__Listing__
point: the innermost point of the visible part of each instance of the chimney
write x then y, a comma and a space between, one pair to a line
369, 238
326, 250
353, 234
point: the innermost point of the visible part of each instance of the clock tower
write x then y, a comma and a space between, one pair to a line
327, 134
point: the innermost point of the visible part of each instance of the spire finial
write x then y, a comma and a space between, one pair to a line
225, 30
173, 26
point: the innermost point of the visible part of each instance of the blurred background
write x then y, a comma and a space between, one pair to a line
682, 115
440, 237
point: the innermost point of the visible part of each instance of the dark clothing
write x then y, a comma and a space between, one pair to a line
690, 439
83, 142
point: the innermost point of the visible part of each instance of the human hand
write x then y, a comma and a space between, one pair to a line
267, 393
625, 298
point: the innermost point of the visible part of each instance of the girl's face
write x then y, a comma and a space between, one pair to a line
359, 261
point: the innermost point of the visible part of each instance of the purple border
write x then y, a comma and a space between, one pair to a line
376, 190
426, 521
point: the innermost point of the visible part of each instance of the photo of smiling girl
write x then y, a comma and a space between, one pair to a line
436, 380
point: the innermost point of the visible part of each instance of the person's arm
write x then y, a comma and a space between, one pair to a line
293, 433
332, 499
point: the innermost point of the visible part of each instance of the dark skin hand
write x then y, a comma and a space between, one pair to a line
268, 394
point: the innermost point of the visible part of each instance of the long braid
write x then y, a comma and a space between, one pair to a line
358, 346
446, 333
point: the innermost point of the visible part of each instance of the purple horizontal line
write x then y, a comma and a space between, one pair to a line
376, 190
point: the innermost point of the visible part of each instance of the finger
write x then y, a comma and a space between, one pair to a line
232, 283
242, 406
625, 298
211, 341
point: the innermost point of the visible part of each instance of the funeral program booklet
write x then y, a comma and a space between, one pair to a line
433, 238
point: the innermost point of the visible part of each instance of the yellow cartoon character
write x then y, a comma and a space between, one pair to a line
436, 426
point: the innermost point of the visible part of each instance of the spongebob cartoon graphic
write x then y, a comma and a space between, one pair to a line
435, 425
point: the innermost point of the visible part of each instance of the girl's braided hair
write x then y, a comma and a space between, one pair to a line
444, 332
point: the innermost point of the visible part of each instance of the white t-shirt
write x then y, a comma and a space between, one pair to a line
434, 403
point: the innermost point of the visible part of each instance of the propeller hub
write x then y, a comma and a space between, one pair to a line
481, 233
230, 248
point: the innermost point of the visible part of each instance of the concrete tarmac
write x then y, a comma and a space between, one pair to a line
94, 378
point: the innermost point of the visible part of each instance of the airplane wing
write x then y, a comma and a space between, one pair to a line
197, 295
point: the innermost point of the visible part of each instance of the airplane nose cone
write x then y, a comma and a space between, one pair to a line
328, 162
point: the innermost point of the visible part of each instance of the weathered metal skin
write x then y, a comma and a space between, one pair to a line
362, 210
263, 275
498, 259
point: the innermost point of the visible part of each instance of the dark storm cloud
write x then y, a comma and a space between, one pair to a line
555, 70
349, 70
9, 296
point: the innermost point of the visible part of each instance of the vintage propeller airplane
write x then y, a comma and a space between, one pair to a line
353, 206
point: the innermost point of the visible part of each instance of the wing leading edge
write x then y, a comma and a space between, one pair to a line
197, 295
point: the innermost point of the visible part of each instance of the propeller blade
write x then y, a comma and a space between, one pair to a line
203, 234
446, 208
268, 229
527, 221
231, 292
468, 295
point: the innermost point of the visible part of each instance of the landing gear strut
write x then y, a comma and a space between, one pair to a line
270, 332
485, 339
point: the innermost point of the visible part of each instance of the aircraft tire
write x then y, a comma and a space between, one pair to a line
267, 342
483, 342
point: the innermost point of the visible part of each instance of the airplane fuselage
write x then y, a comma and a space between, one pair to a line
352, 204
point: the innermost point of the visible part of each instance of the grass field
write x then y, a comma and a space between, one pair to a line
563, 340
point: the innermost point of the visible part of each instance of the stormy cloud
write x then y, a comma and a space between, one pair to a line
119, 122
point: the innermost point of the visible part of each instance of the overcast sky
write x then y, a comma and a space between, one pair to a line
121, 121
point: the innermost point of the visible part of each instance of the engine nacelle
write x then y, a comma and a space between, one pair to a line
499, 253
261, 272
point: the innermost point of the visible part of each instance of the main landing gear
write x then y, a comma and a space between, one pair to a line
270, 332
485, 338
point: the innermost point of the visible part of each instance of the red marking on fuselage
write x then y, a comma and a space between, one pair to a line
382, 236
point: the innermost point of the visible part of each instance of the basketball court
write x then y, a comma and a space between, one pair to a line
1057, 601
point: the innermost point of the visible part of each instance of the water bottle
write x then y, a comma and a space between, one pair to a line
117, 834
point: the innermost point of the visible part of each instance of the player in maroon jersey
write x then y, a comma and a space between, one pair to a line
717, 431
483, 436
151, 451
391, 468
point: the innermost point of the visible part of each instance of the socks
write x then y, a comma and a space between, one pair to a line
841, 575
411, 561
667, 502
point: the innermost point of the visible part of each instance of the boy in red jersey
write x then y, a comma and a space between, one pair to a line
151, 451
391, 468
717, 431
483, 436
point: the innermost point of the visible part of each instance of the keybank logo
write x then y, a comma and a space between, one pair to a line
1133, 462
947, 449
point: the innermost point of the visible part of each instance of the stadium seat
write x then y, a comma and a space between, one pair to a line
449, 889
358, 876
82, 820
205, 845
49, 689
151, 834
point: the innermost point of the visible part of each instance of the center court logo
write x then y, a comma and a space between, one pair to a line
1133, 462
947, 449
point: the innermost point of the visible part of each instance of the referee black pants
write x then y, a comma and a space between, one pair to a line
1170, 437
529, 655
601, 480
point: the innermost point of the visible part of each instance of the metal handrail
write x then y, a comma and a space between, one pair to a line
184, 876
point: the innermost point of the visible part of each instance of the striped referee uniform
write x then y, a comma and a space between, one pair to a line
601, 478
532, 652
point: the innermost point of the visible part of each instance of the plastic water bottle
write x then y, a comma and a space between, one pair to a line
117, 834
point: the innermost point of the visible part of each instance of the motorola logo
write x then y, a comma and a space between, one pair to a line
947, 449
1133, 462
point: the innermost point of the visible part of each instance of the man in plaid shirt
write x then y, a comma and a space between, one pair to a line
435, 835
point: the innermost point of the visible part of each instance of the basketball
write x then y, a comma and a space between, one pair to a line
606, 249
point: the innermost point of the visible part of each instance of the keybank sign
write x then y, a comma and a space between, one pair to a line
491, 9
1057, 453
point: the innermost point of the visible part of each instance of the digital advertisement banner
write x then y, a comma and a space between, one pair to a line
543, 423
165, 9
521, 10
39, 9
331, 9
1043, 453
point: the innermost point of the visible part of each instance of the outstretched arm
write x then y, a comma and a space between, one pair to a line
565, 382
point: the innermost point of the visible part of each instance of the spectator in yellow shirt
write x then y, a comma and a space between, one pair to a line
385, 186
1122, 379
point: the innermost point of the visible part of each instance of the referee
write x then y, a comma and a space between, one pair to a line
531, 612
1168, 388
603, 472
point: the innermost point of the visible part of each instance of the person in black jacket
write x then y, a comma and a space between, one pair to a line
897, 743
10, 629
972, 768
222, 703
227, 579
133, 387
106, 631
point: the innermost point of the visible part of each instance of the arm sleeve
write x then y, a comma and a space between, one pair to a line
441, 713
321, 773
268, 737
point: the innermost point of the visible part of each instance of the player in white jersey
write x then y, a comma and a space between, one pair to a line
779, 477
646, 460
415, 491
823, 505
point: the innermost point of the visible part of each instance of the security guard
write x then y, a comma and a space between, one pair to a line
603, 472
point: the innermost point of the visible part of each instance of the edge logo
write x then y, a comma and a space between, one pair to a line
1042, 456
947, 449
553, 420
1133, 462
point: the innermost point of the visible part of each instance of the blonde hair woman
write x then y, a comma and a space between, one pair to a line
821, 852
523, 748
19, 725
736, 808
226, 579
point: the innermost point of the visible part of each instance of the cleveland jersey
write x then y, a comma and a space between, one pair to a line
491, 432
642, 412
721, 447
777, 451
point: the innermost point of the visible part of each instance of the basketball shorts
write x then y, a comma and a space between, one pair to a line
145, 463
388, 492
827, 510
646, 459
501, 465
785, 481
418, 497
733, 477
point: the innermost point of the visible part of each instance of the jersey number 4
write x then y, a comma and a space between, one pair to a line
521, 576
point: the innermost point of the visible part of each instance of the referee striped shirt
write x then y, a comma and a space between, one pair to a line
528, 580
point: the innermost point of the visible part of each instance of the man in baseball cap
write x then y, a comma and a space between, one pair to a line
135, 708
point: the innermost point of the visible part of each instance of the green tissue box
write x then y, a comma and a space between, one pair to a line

__Goal__
Write out again, unchanged, every line from the line containing "in black jacket" to the final line of the material above.

__Result of the exercise__
point: the innermost point of the visible part of each instance of the person in black jacket
write x then y, a comma and a space between, one pair to a line
897, 743
10, 629
972, 768
222, 703
227, 579
133, 387
106, 631
point: the innermost point of the visible part of each instance of the arm sleeve
write x then y, a comma and a space between, one pair to a line
441, 713
321, 773
268, 737
point: the innermost point of the visible part of each instance of the player in white jersey
write x then y, a comma and a space between, one pair to a line
779, 477
646, 460
415, 491
823, 505
point: the innermost point of the visible part of each instance of the security guard
write x then y, a comma and a space between, one pair to a line
603, 472
point: the innermost point of the visible part of each instance of the edge logo
write x then y, a comma and a space between, one pair to a line
1042, 456
947, 449
553, 420
1133, 462
point: the innermost point of the visible part of each instance of the blonde hair woman
write x then y, a comma and a space between, one pair to a line
821, 852
523, 748
19, 725
736, 808
226, 579
point: the innermost point of the visible part of each instance of the cleveland jersey
write x then y, a comma and a space between, one pair to a line
491, 432
642, 412
721, 447
777, 451
point: the innermost point of the visible part of each instance of the basketball shorts
write x then y, a comma and a space between, one pair to a line
145, 463
388, 492
827, 510
646, 459
501, 465
785, 481
418, 497
733, 477
point: the innermost point of the visible part of each instance of the jersey number 4
write x then y, a comma and a space between, one pair to a line
521, 576
point: the innermost point of the visible part of each instance of the referee striped shirt
write x then y, a comma and a space between, one pair to a line
528, 580
point: the innermost point of the visible part of each instance of the man in baseball cap
write x then y, a comma and a space between, one pair to a line
135, 708
point: the innermost point of the visible part of each instance of the green tissue box
write x then y, a comma and a space between, one pair to a line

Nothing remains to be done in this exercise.